Provided information:
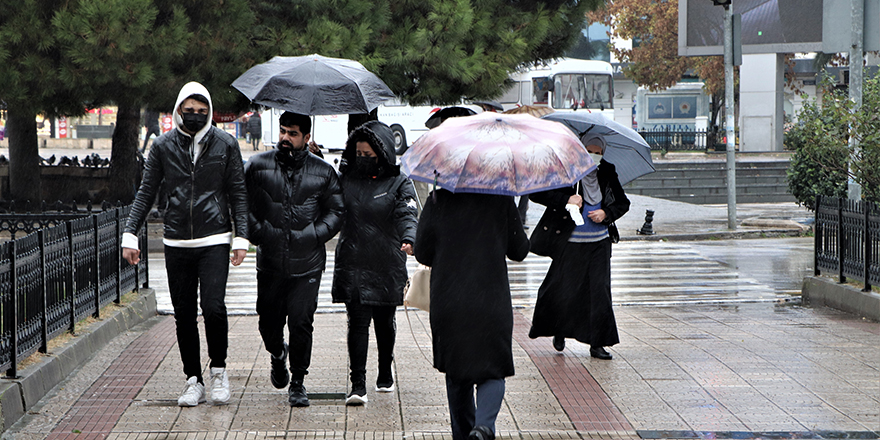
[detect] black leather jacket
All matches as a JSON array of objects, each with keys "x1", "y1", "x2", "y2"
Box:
[
  {"x1": 125, "y1": 127, "x2": 248, "y2": 240},
  {"x1": 245, "y1": 150, "x2": 344, "y2": 277}
]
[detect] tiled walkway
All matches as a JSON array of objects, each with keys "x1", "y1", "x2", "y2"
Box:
[{"x1": 5, "y1": 304, "x2": 880, "y2": 439}]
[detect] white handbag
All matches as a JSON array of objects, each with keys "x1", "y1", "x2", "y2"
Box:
[{"x1": 403, "y1": 265, "x2": 431, "y2": 312}]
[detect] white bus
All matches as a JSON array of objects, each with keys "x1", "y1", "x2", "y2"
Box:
[{"x1": 263, "y1": 58, "x2": 614, "y2": 154}]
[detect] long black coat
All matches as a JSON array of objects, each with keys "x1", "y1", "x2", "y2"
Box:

Prompt:
Give every line of the rows above as a JSON list of strings, one string per line, with blank lines left out. Leave the pictures out of the answer.

Response to this task:
[
  "[detect] black leather jacket",
  "All matches as a JSON array of objects, each with keys \"x1\", \"y1\", \"x2\", \"y2\"",
  "Box:",
  "[",
  "  {\"x1\": 125, \"y1\": 127, \"x2\": 248, \"y2\": 240},",
  "  {\"x1\": 245, \"y1\": 150, \"x2\": 344, \"y2\": 277}",
  "]",
  "[detect] tiled walkway",
  "All matches as a JSON array of objects, each with keys \"x1\", \"y1\", \"x2\", \"y2\"",
  "Box:",
  "[{\"x1\": 5, \"y1\": 304, \"x2\": 880, \"y2\": 439}]",
  "[detect] white handbag",
  "All matches as a JSON array of objects, each with keys \"x1\", \"y1\", \"x2\", \"y2\"",
  "Box:",
  "[{\"x1\": 403, \"y1\": 265, \"x2\": 431, \"y2\": 312}]",
  "[detect] white bus",
  "All matches as a JSON array of objects, each with keys \"x1\", \"y1\", \"x2\", \"y2\"",
  "Box:",
  "[{\"x1\": 263, \"y1\": 58, \"x2\": 614, \"y2\": 154}]",
  "[detect] long black coat",
  "All matches as a JSON array of objects, each with keys \"x1\", \"y1\", \"x2\", \"y2\"",
  "Box:"
]